> Exercise prompt: Set down all the records below, word for word.

> Data:
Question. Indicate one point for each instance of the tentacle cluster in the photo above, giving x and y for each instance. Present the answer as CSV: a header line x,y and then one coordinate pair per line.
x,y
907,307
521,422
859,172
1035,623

> Response to the exercise:
Question. Indicate one point for each instance of the tentacle cluster in the photo above, giving x and y for each instance. Present the answer as CSV: a header line x,y and then one coordinate pair per line.
x,y
907,307
521,422
859,172
1035,623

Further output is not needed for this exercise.